EXERCISE INSTRUCTIONS
After locating the line that holds "the distant hazy", copy that line and all that follow it word for word through the end of the data, with no pictures.

[Source data]
__________________________________________________
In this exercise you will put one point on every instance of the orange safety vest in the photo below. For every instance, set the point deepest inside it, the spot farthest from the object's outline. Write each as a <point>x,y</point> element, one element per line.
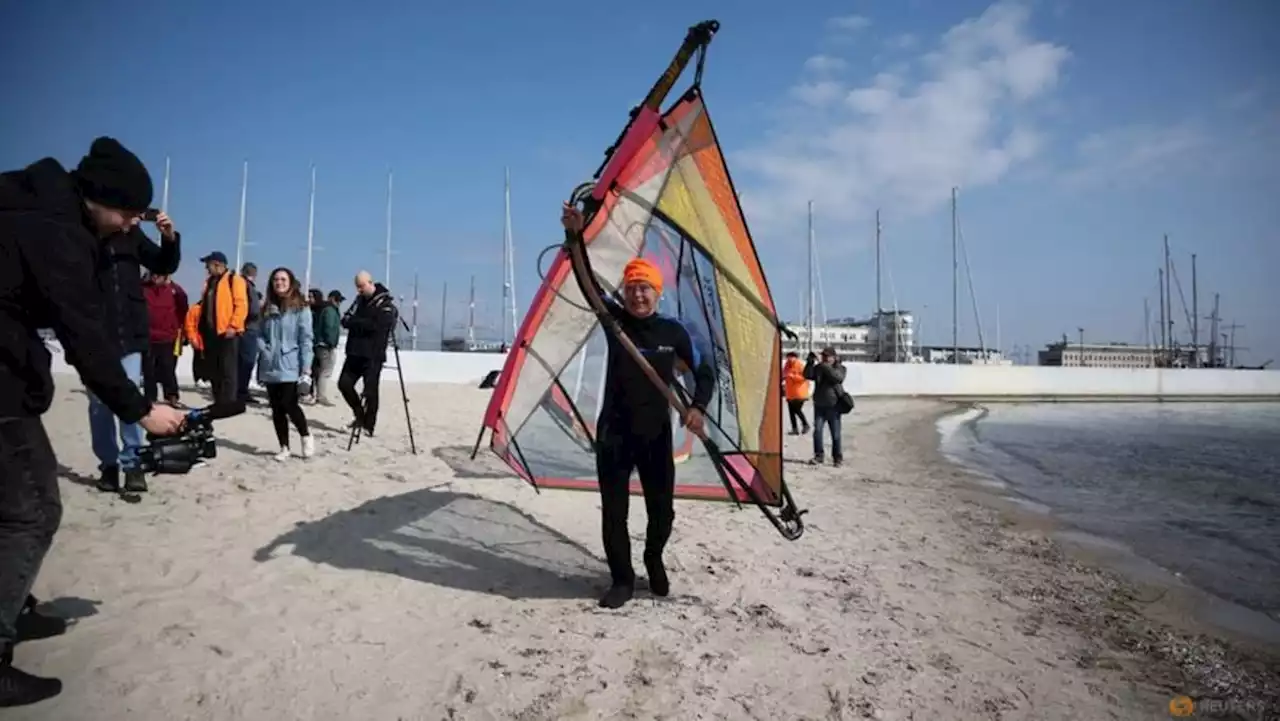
<point>232,307</point>
<point>795,384</point>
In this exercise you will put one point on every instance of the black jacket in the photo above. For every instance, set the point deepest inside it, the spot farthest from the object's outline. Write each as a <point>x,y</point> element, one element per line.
<point>827,380</point>
<point>120,277</point>
<point>632,406</point>
<point>369,323</point>
<point>49,278</point>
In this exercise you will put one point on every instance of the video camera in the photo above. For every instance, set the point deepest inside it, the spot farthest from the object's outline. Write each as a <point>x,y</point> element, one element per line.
<point>178,453</point>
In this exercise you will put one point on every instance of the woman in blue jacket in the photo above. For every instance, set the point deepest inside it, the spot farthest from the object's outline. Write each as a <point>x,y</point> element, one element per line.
<point>284,357</point>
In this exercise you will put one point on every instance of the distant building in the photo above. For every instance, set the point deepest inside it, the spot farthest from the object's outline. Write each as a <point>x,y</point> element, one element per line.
<point>968,355</point>
<point>1098,355</point>
<point>859,341</point>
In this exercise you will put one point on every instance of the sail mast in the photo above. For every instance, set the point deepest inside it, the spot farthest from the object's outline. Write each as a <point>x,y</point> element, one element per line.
<point>387,275</point>
<point>508,260</point>
<point>241,241</point>
<point>810,278</point>
<point>311,223</point>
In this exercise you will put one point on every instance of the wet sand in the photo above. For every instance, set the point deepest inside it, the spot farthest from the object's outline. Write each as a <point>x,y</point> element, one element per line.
<point>379,584</point>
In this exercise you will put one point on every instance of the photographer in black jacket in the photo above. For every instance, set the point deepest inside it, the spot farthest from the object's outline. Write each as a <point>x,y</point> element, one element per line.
<point>369,323</point>
<point>53,226</point>
<point>126,255</point>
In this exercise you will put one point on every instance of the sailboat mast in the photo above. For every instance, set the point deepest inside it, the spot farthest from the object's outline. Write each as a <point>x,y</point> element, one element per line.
<point>444,310</point>
<point>955,283</point>
<point>164,196</point>
<point>880,306</point>
<point>240,238</point>
<point>412,332</point>
<point>508,260</point>
<point>810,277</point>
<point>1169,304</point>
<point>387,275</point>
<point>1194,316</point>
<point>311,228</point>
<point>471,313</point>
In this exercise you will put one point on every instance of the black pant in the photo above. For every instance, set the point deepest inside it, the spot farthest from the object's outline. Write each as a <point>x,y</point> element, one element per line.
<point>615,459</point>
<point>247,354</point>
<point>31,510</point>
<point>222,368</point>
<point>370,372</point>
<point>286,407</point>
<point>160,368</point>
<point>796,409</point>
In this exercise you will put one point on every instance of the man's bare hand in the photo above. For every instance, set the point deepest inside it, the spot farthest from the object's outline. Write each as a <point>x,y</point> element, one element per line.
<point>695,423</point>
<point>163,420</point>
<point>165,226</point>
<point>571,218</point>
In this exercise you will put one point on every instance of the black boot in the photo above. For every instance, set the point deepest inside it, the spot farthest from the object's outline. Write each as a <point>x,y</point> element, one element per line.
<point>658,583</point>
<point>33,625</point>
<point>135,482</point>
<point>110,480</point>
<point>617,596</point>
<point>19,688</point>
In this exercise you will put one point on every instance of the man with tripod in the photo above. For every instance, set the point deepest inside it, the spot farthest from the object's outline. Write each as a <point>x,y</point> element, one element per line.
<point>369,323</point>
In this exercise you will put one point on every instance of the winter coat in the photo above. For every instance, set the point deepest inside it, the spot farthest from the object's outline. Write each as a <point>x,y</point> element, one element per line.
<point>167,310</point>
<point>284,346</point>
<point>795,384</point>
<point>827,380</point>
<point>120,277</point>
<point>369,323</point>
<point>50,278</point>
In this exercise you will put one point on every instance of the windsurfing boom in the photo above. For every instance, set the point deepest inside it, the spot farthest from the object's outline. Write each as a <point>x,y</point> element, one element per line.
<point>662,192</point>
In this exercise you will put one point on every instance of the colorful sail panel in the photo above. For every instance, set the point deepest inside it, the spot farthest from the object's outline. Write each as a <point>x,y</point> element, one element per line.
<point>672,202</point>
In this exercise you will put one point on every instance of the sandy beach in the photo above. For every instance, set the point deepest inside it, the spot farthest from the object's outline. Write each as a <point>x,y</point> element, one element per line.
<point>376,584</point>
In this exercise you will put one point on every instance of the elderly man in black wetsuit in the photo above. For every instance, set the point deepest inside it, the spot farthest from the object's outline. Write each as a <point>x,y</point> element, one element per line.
<point>634,427</point>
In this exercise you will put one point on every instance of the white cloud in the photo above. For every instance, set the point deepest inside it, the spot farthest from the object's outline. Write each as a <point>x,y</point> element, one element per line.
<point>822,64</point>
<point>849,23</point>
<point>958,115</point>
<point>1132,154</point>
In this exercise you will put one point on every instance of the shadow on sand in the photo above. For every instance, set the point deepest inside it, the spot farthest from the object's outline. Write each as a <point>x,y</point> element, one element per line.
<point>449,539</point>
<point>485,464</point>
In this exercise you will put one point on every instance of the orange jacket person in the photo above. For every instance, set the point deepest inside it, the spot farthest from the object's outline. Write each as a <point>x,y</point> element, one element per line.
<point>215,324</point>
<point>795,386</point>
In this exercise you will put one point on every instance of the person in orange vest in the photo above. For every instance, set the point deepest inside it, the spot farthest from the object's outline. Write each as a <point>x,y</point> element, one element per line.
<point>796,389</point>
<point>216,323</point>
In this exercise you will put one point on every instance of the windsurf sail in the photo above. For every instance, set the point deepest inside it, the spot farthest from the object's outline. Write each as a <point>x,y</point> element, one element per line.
<point>663,192</point>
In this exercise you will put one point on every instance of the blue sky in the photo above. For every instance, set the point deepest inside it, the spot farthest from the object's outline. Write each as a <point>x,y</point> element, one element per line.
<point>1078,133</point>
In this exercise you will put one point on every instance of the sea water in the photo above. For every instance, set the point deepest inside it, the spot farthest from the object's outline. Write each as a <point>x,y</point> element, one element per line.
<point>1192,487</point>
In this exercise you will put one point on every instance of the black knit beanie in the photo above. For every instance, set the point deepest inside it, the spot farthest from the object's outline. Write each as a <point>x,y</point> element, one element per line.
<point>114,177</point>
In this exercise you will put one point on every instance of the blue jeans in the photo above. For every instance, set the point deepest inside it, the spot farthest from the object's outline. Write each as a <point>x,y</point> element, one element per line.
<point>831,418</point>
<point>101,425</point>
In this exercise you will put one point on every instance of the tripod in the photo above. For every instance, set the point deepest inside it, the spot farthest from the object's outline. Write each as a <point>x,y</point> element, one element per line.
<point>356,428</point>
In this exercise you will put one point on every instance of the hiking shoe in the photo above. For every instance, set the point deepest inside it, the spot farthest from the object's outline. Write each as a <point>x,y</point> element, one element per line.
<point>33,625</point>
<point>109,482</point>
<point>19,688</point>
<point>135,482</point>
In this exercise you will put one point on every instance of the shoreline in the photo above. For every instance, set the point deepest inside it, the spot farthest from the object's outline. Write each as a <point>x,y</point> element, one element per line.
<point>379,584</point>
<point>1164,629</point>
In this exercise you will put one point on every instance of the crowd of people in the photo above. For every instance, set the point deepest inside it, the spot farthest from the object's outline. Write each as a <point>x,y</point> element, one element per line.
<point>80,264</point>
<point>822,378</point>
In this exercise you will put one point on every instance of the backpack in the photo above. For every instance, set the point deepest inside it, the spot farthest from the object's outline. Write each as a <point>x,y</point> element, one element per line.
<point>255,301</point>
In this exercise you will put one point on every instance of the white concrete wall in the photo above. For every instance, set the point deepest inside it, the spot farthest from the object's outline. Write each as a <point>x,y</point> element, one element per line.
<point>419,366</point>
<point>908,379</point>
<point>1031,382</point>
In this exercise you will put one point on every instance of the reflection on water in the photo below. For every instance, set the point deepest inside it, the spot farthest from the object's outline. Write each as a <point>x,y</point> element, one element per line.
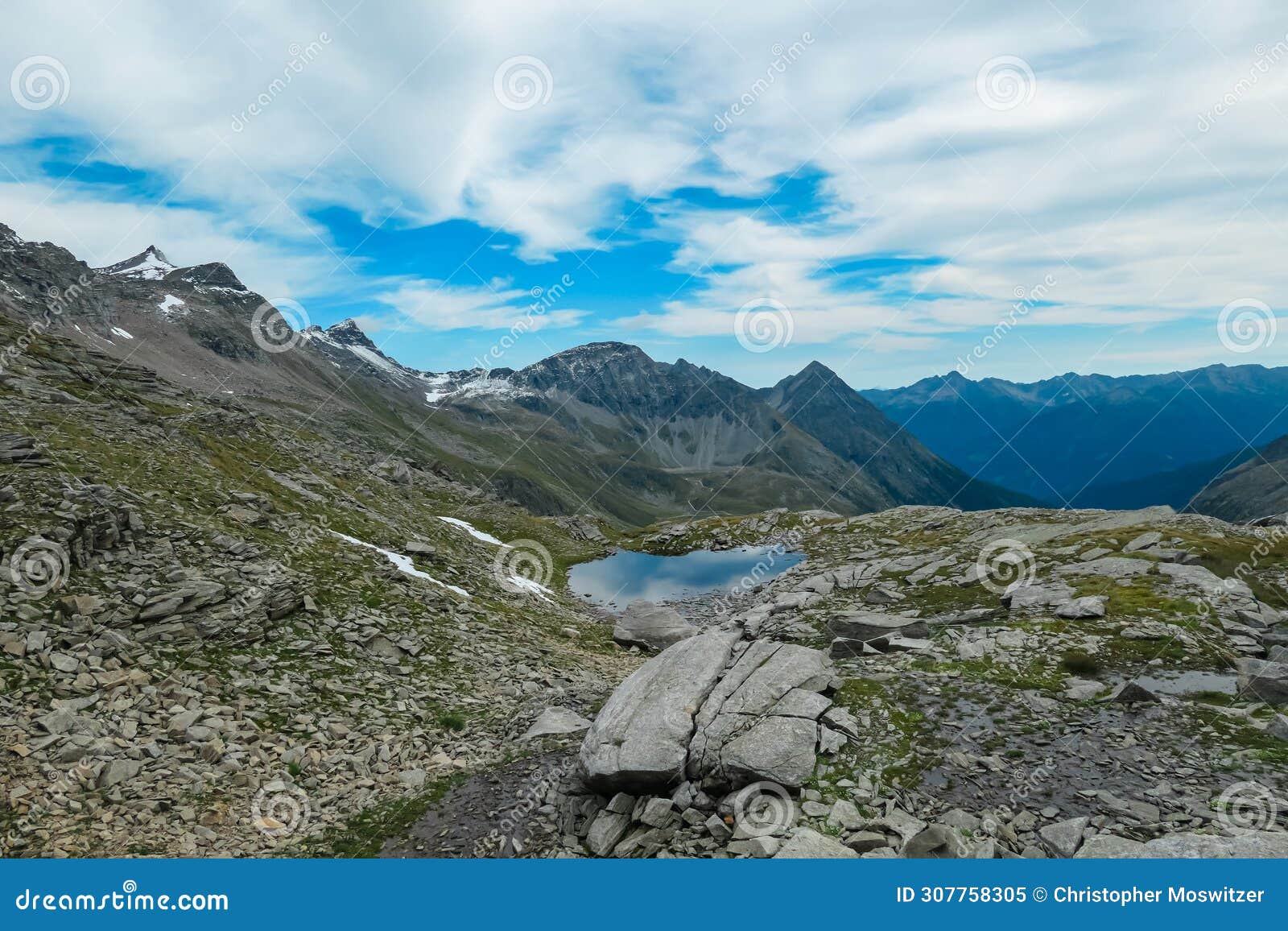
<point>625,577</point>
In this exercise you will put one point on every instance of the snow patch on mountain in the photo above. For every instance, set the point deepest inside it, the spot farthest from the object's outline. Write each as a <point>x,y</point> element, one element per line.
<point>402,562</point>
<point>171,306</point>
<point>472,530</point>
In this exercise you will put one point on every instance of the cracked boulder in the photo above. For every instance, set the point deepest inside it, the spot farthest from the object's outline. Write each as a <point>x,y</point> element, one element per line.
<point>641,738</point>
<point>705,711</point>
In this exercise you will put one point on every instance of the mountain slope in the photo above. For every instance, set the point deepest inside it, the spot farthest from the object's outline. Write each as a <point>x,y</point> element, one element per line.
<point>853,428</point>
<point>1256,488</point>
<point>1077,439</point>
<point>599,429</point>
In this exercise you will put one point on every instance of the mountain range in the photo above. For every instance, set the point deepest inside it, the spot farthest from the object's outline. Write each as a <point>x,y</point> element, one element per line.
<point>605,429</point>
<point>601,428</point>
<point>1094,440</point>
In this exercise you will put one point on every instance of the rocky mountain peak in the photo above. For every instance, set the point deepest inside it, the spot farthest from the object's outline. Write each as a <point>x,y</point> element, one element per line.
<point>150,265</point>
<point>348,333</point>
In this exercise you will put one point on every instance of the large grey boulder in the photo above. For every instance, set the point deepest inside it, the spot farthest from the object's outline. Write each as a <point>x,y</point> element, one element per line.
<point>641,739</point>
<point>760,721</point>
<point>1063,838</point>
<point>554,721</point>
<point>1266,681</point>
<point>708,714</point>
<point>650,627</point>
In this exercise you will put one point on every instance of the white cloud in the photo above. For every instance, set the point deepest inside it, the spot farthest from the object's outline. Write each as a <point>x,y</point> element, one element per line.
<point>495,306</point>
<point>1105,180</point>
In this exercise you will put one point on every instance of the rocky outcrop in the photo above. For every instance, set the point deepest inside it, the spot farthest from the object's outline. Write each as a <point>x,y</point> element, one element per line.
<point>1266,681</point>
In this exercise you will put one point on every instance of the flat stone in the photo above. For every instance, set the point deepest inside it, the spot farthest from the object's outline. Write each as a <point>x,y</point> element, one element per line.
<point>809,845</point>
<point>1063,838</point>
<point>1109,847</point>
<point>1146,540</point>
<point>650,627</point>
<point>1086,606</point>
<point>555,721</point>
<point>937,842</point>
<point>1265,680</point>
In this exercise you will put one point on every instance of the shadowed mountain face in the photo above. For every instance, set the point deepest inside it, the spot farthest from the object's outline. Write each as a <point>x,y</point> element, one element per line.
<point>1256,488</point>
<point>1090,440</point>
<point>601,428</point>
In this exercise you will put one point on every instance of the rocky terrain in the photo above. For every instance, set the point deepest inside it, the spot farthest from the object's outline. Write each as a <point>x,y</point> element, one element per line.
<point>931,682</point>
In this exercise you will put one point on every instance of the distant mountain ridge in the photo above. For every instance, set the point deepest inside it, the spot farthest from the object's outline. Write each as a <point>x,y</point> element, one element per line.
<point>599,428</point>
<point>1092,440</point>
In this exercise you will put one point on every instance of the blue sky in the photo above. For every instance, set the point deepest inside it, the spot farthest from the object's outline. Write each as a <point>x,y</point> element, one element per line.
<point>1013,192</point>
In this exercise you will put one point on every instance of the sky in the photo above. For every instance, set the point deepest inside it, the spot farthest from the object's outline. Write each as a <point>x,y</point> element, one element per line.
<point>1008,190</point>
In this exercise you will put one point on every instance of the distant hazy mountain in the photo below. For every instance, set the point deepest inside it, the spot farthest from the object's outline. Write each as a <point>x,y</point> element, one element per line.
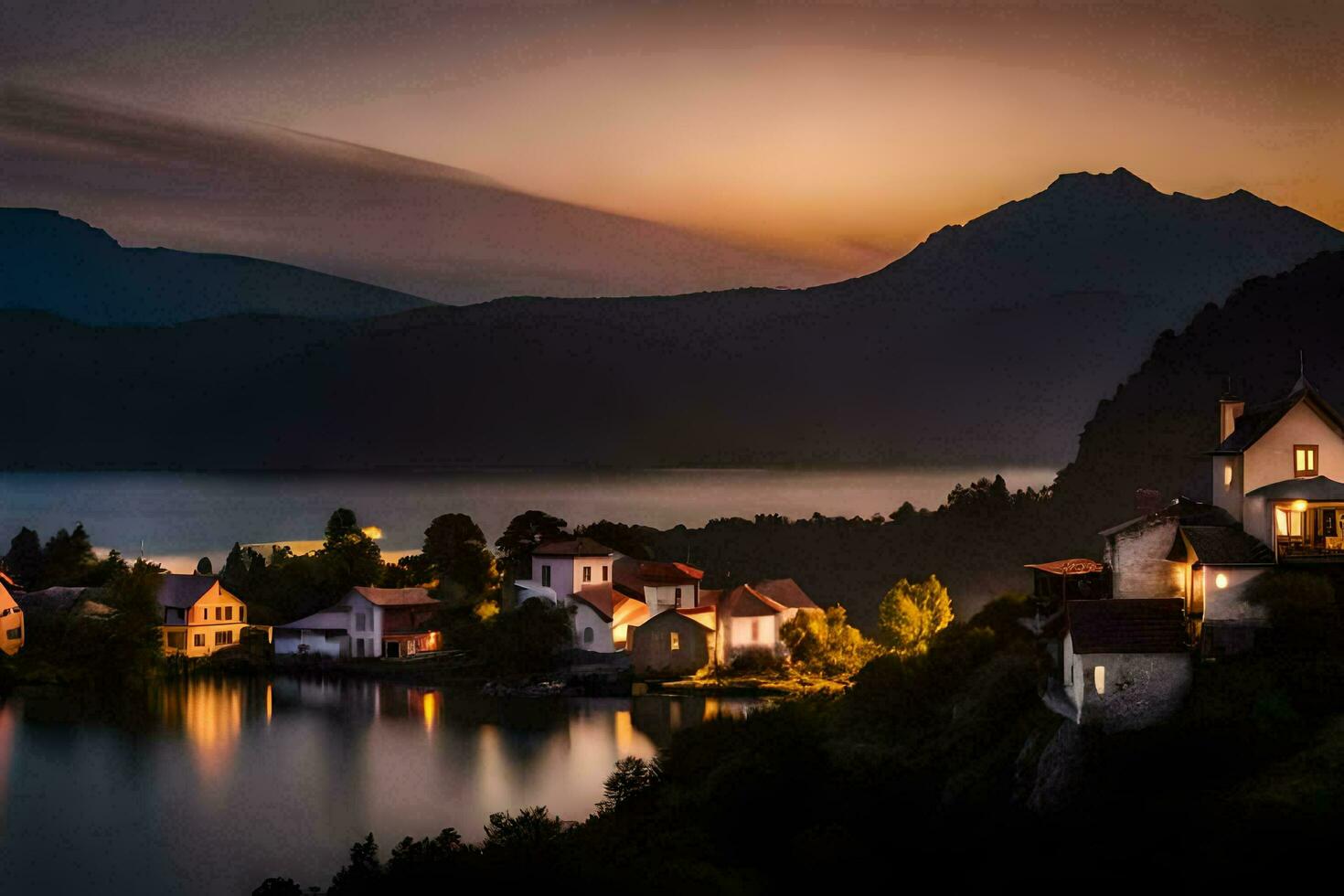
<point>436,231</point>
<point>53,263</point>
<point>989,343</point>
__________________________________________________
RESULT
In this exercise you will put one point on every instance of the distant hazy mountain in the photo below. For every instance, set the point deepest inside it, the spot farthest from the object's outline. Write each as a <point>x,y</point> element, one element per line.
<point>436,231</point>
<point>53,263</point>
<point>989,343</point>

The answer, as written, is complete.